## Goal
Each record below should be repeated precisely as written.

## Material for this task

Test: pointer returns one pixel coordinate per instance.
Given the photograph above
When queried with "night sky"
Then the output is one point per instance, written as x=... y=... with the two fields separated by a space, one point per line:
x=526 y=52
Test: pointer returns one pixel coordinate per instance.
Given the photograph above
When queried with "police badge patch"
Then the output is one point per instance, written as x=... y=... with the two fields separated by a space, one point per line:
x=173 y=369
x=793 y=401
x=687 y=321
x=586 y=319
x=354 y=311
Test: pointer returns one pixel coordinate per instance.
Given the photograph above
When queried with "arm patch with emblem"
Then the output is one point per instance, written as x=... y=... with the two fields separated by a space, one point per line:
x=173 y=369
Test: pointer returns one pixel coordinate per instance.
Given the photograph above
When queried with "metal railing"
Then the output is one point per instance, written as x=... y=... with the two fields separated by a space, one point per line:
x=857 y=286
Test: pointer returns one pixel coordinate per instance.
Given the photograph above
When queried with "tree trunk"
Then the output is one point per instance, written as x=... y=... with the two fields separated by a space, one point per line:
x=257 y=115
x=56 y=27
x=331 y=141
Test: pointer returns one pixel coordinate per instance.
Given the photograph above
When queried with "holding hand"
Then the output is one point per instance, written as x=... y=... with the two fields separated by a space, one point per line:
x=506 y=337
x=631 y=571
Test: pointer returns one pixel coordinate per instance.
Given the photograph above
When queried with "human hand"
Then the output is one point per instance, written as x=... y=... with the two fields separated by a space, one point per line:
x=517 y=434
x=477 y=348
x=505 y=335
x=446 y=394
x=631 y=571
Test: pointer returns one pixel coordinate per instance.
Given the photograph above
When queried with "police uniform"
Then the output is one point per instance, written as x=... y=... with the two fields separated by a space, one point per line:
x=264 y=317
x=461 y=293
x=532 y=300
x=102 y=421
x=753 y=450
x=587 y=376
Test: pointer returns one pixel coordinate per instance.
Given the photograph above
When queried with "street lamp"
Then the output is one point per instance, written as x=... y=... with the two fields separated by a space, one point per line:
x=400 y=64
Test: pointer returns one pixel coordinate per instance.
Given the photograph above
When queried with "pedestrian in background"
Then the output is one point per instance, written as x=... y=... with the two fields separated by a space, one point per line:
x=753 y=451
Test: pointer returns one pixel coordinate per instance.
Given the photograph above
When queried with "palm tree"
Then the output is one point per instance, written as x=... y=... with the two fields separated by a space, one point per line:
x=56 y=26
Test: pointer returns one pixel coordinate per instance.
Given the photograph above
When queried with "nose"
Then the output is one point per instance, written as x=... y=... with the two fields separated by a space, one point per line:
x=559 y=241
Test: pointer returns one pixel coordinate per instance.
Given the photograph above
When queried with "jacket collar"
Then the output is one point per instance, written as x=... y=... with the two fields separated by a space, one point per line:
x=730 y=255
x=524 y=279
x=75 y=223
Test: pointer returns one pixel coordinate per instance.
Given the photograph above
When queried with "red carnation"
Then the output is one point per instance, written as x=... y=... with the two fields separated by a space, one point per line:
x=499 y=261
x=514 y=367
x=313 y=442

## Output for this exercise
Test: pointer returns one pixel coordinate per instance.
Given the photograph above
When queried with "night sky"
Then the output is one point per instance, written as x=... y=... with the two fields separated by a space, one point per line:
x=526 y=52
Test: pointer returns one pixel coordinate per instance.
Given the photograph above
When queried with "police badge patch"
Then the output is one point per instance, written as x=... y=... with the two fields separated by a space, one point per line:
x=173 y=369
x=793 y=401
x=687 y=321
x=586 y=319
x=354 y=311
Test: pointer returns one pixel coordinate per instance.
Given the photograph above
When queried with "arm patch with emblem"
Then the output is one point per instance, written as x=... y=... with the two fields separated by a space, one point per line:
x=173 y=369
Test: pointer returns one pixel coordinate per instance.
Given the photograph above
When queried with "metal railing"
Then the output is one point per instance, written as x=... y=... with the two fields separated by a space, one point per line:
x=857 y=286
Test: pointer returns one pixel coordinate per instance.
Given the photograph above
When queried with "tree trunk"
Then the output is one point per instance, written as x=... y=... with the two fields separated by a space, one point per line:
x=257 y=115
x=56 y=27
x=331 y=141
Test: pointer returns one pixel coordinate per instance.
Given the photograph above
When queried with "holding hand"
Then the output is one point per instance, written as x=... y=... with the two fields separated by a space, one point per line:
x=506 y=337
x=631 y=571
Test: pointer returns one pixel coordinate per instance.
Given the photograph above
When queried with "human hand"
Then the output is one point per instance, written as x=... y=... with the two fields separated by a space, one point per line:
x=517 y=434
x=477 y=348
x=505 y=335
x=446 y=394
x=631 y=571
Test: pointer returns one pixel coordinate per instance.
Given the photograph above
When queried with "police uniform"
Then the output is one point per instance, written as x=... y=... with the two fields separated by a space, one point per line:
x=264 y=317
x=461 y=293
x=532 y=300
x=102 y=421
x=753 y=450
x=587 y=376
Test: pointer returns one pixel coordinate per instance.
Given the photograph above
When queried with "street lamp"
Then the output is one point per instance, written as x=... y=... with the two fields separated by a space, one point per line:
x=400 y=64
Test: pointer returns one pixel coordinate per instance.
Given the photograph above
When queried with "pedestrian in background"
Then the output is one point per instance, written as x=... y=... with the two fields separated by a space, one point per line:
x=753 y=451
Test: pointer returns one pixel coordinate per instance.
Given the photograph above
When queried with "palm tree"
Then the output is one point per instance, written as x=... y=... with the two fields separated by a space, one point per line:
x=56 y=26
Test: pointer returns one pixel coordinate per instance.
Given the photograph above
When queried with "nose"
Then the output is one point per instance, written as x=... y=... with the two fields separated by a space, one point per line:
x=559 y=241
Test: pointer returns one pixel coordinate per instance.
Given the photograph above
When queried with "jacket collar"
Then the output is one point per instance, written as x=... y=... with the two fields separated by a space, one point per line:
x=730 y=255
x=524 y=279
x=75 y=223
Test: pointer returns one pixel coordinate per instance.
Given the photograph above
When queried with "red carnation"
Then the output is one point per instance, written as x=... y=... with the two fields separated by a space, one point per line:
x=499 y=261
x=514 y=367
x=313 y=442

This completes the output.